**Exercise 1:**
Transcribe the part of the election commentary below starting with "Clearly confusing himself" and going on through "to trust him.".
**Exercise 2:**
Turn the paragraph of the election commentary that begins "Liberals who a few months ago" into a short list that keeps its main facts.
**Exercise 3:**
Answer these questions using the election commentary:
(a) For which program's cameras did Albanese refuse to take a bite of cannoli on his birthday?
(b) Which seat do Liberals say Andrew Constance could regain?
(c) Which independent is seen as a serious threat to Trent Zimmerman in North Sydney?

**Text section:**
┄┄┄┄┄┄┄┄┄┄┄┄┄┄┄┄┄┄┄┄

Despite history showing that opposition leaders seldom match incumbents when it comes to preferred prime minister and despite Morrison’s own chequered performance, the view peddled within the government, relayed by obliging commentators, was that Morrison’s higher personal ratings would transport the Coalition to another victory.
When Labor’s lead solidified, frantic efforts were unleashed to brand Albanese as a risk, to paint him as a threat to national security because he was China’s preferred candidate and to cast him as the most left-wing leader of the Labor Party since Gough Whitlam. So far they have not registered.
Now, according to an increasingly desperate Morrison, Albo has gone from being brainwashed by the Chinese to being programmed by Jenny Craig.
Clearly confusing himself with Shakespeare’s Caesar, Morrison struck on the bizarre tactic of mocking Albanese’s new lean and hungry look to argue it was another reason not to trust him.
“I’m not pretending to be anyone else. I’m still wearing the same glasses. Sadly, the same suits … and I weigh about the same, and I don’t mind a bit of Italian cake either,” Morrison said on Sky, referring to Albanese’s refusal to even take a bite of cannoli for the 60 Minutes cameras on his birthday.
“So I’m happy in my own skin, and I’m not pretending to be anyone else. And when you, when you’re Prime Minister, you can’t pretend to be anyone else. You’ve got to know who you are because if you don’t know who you are, then how on earth are other people going to know. And I think that’s what the choice is at this election.”
This from the man who created the daggy dad persona – a character his colleagues had never previously seen – for the 2019 election, then ever since has pretended to be everything from a hairdresser, to a welder, to a lab technician, confident that goofy pictures would grab voters’ attention. They have. At great cost to his dignity and authority.
Liberals who a few months ago rattled off a list of up to a dozen gettable seats in NSW as their pathway to victory are in despair. They are convinced the election is lost. They are furious with Morrison and Alex Hawke for deliberately stalling preselections and incensed by briefings to media against Dominic Perrottet over management of the flood crises claiming it’s a repeat of the undermining by Morrison’s surrogates of Gladys Berejiklian during the Black Summer fires.
They say Andrew Constance could regain Gilmore, but after that it’s a struggle. They believe North Sydney, held by Trent Zimmerman, is under serious threat from independent Kylea Tink, that Dave Sharma could lose Wentworth to another independent Allegra Spender and the way things are going, not even Berejiklian could reclaim Warringah from Zali Steggall.

┄┄┄┄┄┄┄┄┄┄┄┄┄┄┄┄┄┄┄┄

**Supplied entries:**
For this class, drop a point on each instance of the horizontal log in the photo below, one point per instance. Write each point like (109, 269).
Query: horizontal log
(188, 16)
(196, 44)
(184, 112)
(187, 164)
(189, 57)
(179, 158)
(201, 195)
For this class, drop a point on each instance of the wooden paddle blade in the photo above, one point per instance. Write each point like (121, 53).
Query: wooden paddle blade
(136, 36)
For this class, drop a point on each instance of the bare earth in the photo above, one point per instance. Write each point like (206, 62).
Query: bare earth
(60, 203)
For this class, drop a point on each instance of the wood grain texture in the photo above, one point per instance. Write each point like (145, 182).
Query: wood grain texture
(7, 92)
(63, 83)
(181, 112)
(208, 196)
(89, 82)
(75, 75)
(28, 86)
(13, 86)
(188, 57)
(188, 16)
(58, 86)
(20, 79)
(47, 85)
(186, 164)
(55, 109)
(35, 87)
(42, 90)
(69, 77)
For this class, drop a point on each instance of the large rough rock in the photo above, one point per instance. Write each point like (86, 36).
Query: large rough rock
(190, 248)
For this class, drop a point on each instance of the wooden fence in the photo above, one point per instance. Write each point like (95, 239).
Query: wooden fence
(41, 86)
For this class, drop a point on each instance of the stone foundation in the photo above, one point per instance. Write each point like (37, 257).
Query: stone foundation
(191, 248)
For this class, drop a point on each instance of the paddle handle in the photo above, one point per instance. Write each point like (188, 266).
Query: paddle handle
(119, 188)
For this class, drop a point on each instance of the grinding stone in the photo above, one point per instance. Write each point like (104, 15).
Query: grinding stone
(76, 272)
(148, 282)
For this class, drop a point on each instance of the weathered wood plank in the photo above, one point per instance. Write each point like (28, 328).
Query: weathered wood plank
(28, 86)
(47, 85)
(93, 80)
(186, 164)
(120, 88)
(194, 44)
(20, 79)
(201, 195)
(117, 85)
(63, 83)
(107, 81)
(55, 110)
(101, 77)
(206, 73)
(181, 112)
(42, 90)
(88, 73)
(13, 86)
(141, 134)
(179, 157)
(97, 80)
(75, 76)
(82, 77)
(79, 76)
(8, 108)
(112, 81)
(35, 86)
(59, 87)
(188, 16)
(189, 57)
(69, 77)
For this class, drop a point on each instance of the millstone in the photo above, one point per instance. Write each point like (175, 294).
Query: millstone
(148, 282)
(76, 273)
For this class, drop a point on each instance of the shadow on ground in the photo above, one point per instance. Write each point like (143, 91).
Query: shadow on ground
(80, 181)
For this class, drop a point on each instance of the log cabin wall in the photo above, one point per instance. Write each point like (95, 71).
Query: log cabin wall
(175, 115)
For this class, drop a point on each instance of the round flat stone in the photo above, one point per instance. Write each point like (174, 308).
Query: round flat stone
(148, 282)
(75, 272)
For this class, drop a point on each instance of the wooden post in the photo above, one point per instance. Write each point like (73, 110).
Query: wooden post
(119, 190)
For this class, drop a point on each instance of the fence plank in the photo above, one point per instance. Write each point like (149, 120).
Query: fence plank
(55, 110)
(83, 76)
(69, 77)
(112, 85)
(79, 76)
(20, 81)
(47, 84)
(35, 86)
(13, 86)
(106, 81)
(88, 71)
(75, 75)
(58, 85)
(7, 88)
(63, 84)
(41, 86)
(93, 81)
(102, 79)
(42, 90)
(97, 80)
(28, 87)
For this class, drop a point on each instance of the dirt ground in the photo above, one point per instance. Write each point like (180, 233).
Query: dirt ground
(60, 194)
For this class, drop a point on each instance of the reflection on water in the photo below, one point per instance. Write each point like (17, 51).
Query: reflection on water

┄┄┄┄┄┄┄┄┄┄┄┄┄┄┄┄┄┄┄┄

**Written reply 1:**
Clearly confusing himself with Shakespeare’s Caesar, Morrison struck on the bizarre tactic of mocking Albanese’s new lean and hungry look to argue it was another reason not to trust him.

**Written reply 2:**
- A few months ago, Liberals listed up to a dozen gettable NSW seats as their path to victory. Now they are in despair.
- They are convinced the election is lost.
- They are furious with Morrison and Alex Hawke for deliberately stalling preselections.
- They are incensed by briefings to media against Dominic Perrottet over his management of the flood crises. They say this repeats how Morrison's surrogates undermined Gladys Berejiklian during the Black Summer fires.

**Written reply 3:**
(a) 60 Minutes
(b) Gilmore
(c) Kylea Tink